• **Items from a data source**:
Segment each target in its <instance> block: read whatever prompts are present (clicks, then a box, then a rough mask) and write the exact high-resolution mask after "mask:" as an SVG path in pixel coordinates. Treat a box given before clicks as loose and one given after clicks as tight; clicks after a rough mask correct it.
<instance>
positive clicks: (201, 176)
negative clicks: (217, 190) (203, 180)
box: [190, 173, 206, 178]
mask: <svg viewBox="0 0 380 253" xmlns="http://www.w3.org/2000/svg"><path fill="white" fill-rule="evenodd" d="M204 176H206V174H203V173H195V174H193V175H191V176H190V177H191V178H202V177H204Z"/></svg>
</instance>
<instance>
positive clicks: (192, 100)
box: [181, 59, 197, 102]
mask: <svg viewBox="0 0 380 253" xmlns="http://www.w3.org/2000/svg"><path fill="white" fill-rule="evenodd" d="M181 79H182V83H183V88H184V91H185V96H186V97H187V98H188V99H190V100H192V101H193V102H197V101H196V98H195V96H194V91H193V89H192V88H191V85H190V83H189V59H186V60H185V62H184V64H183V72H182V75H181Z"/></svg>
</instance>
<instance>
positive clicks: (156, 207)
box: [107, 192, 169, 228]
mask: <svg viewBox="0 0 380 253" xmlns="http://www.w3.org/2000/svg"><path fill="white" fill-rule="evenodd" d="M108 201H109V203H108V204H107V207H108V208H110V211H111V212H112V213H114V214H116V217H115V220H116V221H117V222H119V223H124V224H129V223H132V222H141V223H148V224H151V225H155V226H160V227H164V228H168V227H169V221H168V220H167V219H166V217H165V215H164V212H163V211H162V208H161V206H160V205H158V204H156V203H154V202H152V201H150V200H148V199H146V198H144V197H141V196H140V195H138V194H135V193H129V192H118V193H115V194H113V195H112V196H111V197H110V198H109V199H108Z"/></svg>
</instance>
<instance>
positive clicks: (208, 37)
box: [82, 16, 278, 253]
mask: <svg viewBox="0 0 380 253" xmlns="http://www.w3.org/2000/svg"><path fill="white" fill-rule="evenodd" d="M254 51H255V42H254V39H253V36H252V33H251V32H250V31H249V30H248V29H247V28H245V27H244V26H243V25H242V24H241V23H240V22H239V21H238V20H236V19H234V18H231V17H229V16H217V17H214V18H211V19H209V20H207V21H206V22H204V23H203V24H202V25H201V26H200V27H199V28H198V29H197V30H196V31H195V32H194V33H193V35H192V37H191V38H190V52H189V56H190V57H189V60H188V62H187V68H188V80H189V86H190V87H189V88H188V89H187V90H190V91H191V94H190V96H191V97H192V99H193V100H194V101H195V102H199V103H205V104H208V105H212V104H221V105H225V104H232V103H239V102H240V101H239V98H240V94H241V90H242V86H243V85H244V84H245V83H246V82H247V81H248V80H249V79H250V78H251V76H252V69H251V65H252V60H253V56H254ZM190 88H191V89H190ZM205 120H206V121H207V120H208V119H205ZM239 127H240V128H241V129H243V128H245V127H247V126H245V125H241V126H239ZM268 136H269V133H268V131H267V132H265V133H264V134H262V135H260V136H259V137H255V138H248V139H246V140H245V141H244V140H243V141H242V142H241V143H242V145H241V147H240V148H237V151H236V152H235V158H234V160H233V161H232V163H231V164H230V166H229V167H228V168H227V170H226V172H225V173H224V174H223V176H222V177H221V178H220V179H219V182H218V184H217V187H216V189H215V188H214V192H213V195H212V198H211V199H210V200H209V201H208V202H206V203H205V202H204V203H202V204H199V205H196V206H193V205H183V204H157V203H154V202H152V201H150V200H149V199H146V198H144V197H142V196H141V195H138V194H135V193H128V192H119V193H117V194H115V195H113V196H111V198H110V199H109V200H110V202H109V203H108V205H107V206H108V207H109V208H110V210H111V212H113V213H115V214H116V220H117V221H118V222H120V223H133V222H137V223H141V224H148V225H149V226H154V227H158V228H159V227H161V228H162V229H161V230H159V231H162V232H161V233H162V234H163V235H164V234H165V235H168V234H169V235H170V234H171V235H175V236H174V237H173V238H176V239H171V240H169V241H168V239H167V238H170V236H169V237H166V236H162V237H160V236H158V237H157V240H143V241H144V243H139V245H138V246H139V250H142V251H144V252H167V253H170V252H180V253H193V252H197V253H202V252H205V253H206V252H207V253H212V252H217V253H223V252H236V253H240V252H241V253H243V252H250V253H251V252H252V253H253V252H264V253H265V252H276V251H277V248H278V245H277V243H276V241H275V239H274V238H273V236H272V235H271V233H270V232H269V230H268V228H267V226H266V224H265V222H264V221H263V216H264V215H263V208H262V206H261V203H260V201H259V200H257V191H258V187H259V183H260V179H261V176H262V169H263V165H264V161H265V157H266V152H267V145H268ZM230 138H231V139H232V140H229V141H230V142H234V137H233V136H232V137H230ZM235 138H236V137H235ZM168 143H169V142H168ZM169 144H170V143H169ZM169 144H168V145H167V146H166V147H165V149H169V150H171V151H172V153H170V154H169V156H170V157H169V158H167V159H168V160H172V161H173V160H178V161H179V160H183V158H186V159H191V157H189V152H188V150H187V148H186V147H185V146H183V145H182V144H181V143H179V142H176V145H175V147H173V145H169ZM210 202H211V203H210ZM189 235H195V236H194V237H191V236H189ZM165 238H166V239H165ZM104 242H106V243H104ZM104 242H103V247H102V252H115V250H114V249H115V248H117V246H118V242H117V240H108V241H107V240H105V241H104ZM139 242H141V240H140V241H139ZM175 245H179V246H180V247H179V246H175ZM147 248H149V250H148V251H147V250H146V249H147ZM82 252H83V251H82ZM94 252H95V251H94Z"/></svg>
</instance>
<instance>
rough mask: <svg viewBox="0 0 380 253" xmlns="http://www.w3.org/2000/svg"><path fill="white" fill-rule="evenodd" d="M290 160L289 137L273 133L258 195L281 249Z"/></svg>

• **WHAT TO PRODUCE**:
Note every line of the records that holds the word "clicks", and copy it.

• **EXERCISE SOLUTION**:
Segment each target in its <instance> block: read whatever prompts are present (clicks, then a box, then a rough mask) and write the exact high-resolution mask after "mask:" as an SVG path in pixel coordinates. Treat a box given before clicks as loose and one given after clicks as tight; clicks after a rough mask correct it.
positive clicks: (201, 176)
negative clicks: (217, 190) (203, 180)
positive clicks: (192, 100)
positive clicks: (156, 207)
positive clicks: (208, 37)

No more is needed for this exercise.